◆ Selected excerpt

▼▼▼

Logo Questions Linux Laravel Mysql Ubuntu Git Menu
 

Why does TCP socket slow down if done in multiple system calls?

Why is the following code slow? And by slow I mean 100x-1000x slow. It just repeatedly performs read/write directly on a TCP socket. The curious part is that it remains slow only if I use two function calls for both read AND write as shown below. If I change either the server or the client code to use a single function call (as in the comments), it becomes super fast.

Code snippet:

int main(...) {
  int sock = ...; // open TCP socket
  int i;
  char buf[100000];
  for(i=0;i<2000;++i)
  { if(amServer)
    { write(sock,buf,10);
      // read(sock,buf,20);
      read(sock,buf,10);
      read(sock,buf,10);
    }else
    { read(sock,buf,10);
      // write(sock,buf,20);
      write(sock,buf,10);
      write(sock,buf,10);
    }
  }
  close(sock);
}

We stumbled on this in a larger program, that was actually using stdio buffering. It mysteriously became sluggish the moment payload size exceeded the buffer size by a small margin. Then I did some digging around with strace, and finally boiled the problem down to this. I can solve this by fooling around with buffering strategy, but I'd really like to know what on earth is going on here. On my machine, it goes from 0.030 s to over a minute on my machine (tested both locally and over remote machines) when I change the two read calls to a single call.

These tests were done on various Linux distros, and various kernel versions. Same result.

▲▲▲

(Position annotation records)
▼▼▼

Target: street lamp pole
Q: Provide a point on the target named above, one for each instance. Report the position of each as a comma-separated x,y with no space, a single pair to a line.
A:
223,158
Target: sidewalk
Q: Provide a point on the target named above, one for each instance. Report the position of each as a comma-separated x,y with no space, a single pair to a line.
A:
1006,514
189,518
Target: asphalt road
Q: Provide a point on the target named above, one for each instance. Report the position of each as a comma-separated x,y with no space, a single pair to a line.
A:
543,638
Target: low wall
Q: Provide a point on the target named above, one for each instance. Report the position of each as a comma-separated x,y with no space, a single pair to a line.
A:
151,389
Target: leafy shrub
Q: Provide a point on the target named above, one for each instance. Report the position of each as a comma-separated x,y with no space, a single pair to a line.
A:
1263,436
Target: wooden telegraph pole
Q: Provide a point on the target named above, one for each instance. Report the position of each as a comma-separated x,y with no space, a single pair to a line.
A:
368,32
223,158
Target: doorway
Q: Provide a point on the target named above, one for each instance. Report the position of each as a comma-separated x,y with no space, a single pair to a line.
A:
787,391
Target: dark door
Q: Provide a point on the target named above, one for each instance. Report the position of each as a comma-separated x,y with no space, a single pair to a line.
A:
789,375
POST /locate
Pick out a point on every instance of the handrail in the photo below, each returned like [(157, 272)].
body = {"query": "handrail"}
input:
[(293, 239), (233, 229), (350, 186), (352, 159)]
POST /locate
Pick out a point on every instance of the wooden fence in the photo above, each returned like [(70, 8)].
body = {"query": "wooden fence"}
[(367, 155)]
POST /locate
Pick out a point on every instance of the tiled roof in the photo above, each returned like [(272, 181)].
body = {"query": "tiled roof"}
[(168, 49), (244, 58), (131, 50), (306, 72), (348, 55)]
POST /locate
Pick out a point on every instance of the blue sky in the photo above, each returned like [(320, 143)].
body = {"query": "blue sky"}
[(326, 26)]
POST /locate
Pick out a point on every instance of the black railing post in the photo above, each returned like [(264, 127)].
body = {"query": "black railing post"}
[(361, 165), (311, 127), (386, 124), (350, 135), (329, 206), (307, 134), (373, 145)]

▲▲▲

◆ What you need to do
1. In the listing, swap "handrail" for "stair railing" in the lines from the line with "Target: doorway" to the line with "[(293, 239), (233, 229), (350, 186), (352, 159)]", leaving everything else unchanged. Return only those lines.
2. Extend the question about the TCP socket that slows down with multiple system calls, starting after its final sentence.

◆ Results in order
1.
Target: doorway
Q: Provide a point on the target named above, one for each instance. Report the position of each as a comma-separated x,y with no space, a single pair to a line.
A:
787,391
Target: dark door
Q: Provide a point on the target named above, one for each instance. Report the position of each as a comma-separated x,y with no space, a single pair to a line.
A:
789,375
POST /locate
Pick out a point on every instance of the stair railing in the photo below, each returned like [(157, 272)].
body = {"query": "stair railing"}
input:
[(293, 239), (233, 229), (350, 186), (352, 159)]

2.
Fully runnable code with networking boilerplate:

#include <netdb.h>
#include <stdbool.h>
#include <stdio.h>
#include <string.h>
#include <unistd.h>
#include <netinet/ip.h>
#include <sys/types.h>
#include <sys/socket.h>
#include <netinet/in.h>
#include <netinet/tcp.h>

static int getsockaddr(const char* name,const char* port, struct sockaddr* res)
{
    struct addrinfo* list;
    if(getaddrinfo(name,port,NULL,&list) < 0) return -1;
    for(;list!=NULL && list->ai_family!=AF_INET;list=list->ai_next);
    if(!list) return -1;
    memcpy(res,list->ai_addr,list->ai_addrlen);
    freeaddrinfo(list);
    return 0;
}
// used as sock=tcpConnect(...); ...; close(sock);
static int tcpConnect(struct sockaddr_in* sa)
{
    int outsock;
    if((outsock=socket(AF_INET,SOCK_STREAM,0))<0) return -1;
    if(connect(outsock,(struct sockaddr*)sa,sizeof(*sa))<0) return -1;
    return outsock;
}
int tcpConnectTo(const char* server, const char* port)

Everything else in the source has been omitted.